§ **READING TEXT**
+++++

On May 11, 2022, Infra-Metals and Delta Steel received the 2021 MSCI Safety Innovation & Improvement Award for the the Infra-Metals Trailer Rail Safety System.
In early 2019, our company had experienced several injuries and/or near misses resulting from falls from trailers. As a result, we challenged ourselves to find a solution to eliminate and reduce the fall risk while working on top of a trailer deck.
The Infra-Metals Trailer Rail Safety System is a fall prevention safety device which provides a barrier around the perimeter of the fall hazard when working on top of a flat bed trailer deck. The system eliminates the fall hazard that would normally require a fall protection device. It is lightweight, portable, durable, and can be installed quickly by attaching the safety device to the trailers existing rub rail. The safety device is made from welded and bent tubing and can be sized to fit multiple trailer configurations and can used in area’s where width is a concern. A newer version with a walk platform has been developed when materials prevent a walking area on the trailer and casters were added for ease of movement.
From Concept to Execution
We created a multi-location team that consisted of a mix of shop personnel and our highest-level management to brainstorm and test potential solutions. Our research revealed that while we could reduce the number of times, we got onto the trailer deck there were still circumstances where it was unavoidable. We reviewed, purchased and tested several promising devises that were available on the market, but none were effective in meeting our operational requirements.
Infra-Metals and Delta Steel personnel were collectively brainstorming amongst our locations for potential solutions to keep employees safe while working on top of trailers. At the time, Greg Borchardt was the General Manager of Infra-Metals in Petersburg, VA but was transitioning to take over for retiring VP of Operations – Mike Dean, who had initiated the project. We reviewed several different safety devices such as attachable netting and tie-off devices.

+++++

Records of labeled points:
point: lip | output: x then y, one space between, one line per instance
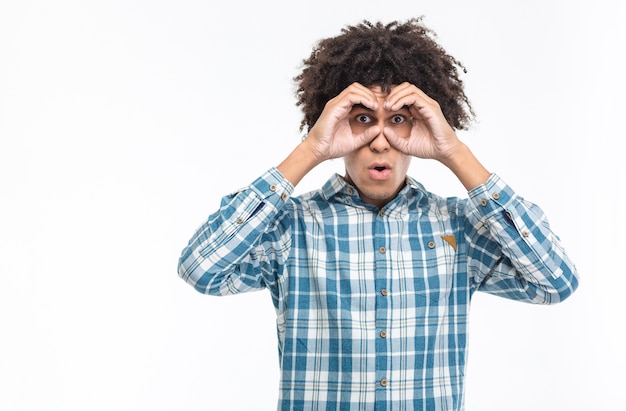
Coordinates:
379 171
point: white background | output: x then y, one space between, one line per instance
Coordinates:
122 123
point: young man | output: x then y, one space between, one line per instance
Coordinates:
372 275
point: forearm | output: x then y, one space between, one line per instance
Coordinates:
466 167
533 265
298 163
219 259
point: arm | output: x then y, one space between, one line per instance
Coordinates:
245 239
512 252
229 252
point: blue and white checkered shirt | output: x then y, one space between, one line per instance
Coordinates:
372 305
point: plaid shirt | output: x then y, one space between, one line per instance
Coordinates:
372 305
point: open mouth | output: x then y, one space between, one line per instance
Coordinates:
380 171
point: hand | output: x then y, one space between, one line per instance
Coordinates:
431 136
331 136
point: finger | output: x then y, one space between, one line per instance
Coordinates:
355 94
407 94
399 143
367 136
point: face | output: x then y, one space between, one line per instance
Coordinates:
378 170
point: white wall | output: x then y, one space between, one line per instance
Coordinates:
122 123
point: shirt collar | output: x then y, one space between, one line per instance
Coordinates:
337 189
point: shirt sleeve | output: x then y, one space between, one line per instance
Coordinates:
513 252
241 244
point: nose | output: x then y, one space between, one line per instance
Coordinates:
380 144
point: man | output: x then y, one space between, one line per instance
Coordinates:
372 275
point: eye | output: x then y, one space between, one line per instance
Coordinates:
363 118
398 119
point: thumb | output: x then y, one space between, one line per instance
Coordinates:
399 143
367 136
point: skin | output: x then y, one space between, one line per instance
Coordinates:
370 128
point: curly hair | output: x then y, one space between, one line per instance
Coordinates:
382 55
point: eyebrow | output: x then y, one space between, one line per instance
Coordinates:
359 105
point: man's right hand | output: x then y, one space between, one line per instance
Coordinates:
331 136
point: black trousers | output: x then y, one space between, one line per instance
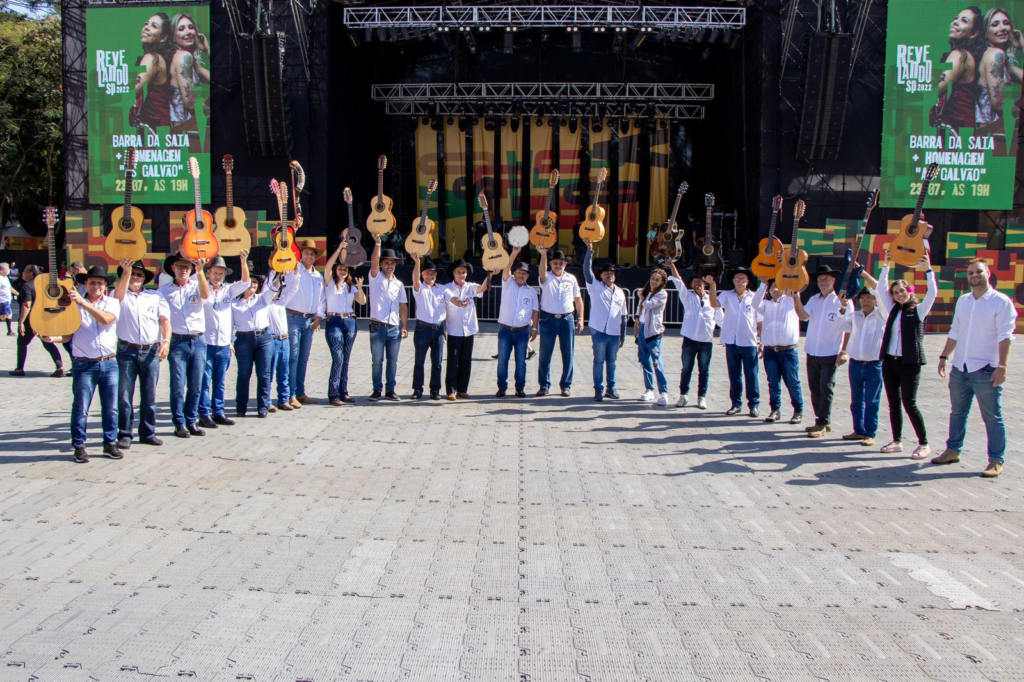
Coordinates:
901 383
460 365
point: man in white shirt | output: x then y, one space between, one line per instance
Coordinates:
388 321
184 297
979 342
739 334
517 325
825 347
143 341
559 298
218 340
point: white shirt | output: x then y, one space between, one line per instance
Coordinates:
186 307
218 312
518 304
698 316
886 302
139 318
739 326
93 340
386 297
978 328
823 338
462 322
558 294
431 305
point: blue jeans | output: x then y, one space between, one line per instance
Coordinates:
564 331
250 350
507 342
783 366
698 352
964 387
340 339
742 364
605 355
143 365
187 359
424 339
384 341
865 396
650 361
85 378
300 340
211 402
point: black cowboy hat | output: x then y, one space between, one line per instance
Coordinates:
138 265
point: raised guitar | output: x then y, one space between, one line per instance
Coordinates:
495 256
709 259
229 219
544 235
769 257
421 242
126 239
793 273
593 225
909 246
53 313
355 255
199 241
381 220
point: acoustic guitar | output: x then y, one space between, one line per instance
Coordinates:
126 239
593 225
199 241
381 220
229 219
667 247
544 235
709 259
421 242
769 257
355 255
53 313
909 246
496 258
793 273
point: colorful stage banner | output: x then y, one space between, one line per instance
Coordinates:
151 93
949 98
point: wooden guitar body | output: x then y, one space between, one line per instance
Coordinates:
126 240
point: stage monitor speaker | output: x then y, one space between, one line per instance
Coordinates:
826 80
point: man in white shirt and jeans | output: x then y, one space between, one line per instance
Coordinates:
979 342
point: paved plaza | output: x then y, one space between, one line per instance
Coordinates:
535 539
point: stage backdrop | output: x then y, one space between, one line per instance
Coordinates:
153 117
935 109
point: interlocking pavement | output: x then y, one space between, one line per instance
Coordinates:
535 539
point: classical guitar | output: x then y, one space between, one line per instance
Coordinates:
793 273
667 245
909 246
126 239
544 235
769 256
421 242
709 259
229 219
872 201
495 256
199 241
593 225
53 313
381 220
355 255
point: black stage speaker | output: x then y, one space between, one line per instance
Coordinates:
826 80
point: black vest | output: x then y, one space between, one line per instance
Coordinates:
912 335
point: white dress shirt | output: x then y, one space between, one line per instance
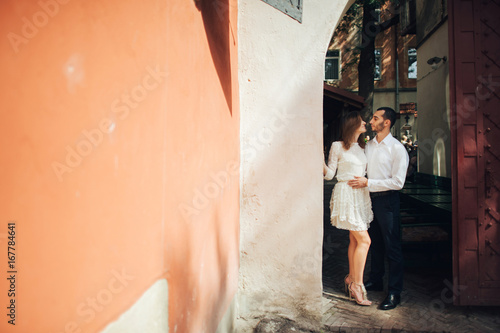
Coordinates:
387 164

+++++

§ **WORK TO COMPLETE**
**1.** List the single-word adjectives that the safety award text uses to describe the device in the sentence beginning "It is lightweight".
**2.** Say whether each statement agrees with the safety award text, answering yes or no and quoting the words that decide it: (a) The award was received on May 11, 2022. (b) The devices bought on the market met the company's operational requirements. (c) Mike Dean started the project.
The lines are separate material and have no connection to the safety award text.

§ **RESULTS**
**1.** lightweight, portable, durable

**2.**
(a) Yes: "On May 11, 2022, Infra-Metals and Delta Steel received the 2021 MSCI Safety Innovation & Improvement Award"
(b) No: "none were effective in meeting our operational requirements"
(c) Yes: "Mike Dean, who had initiated the project"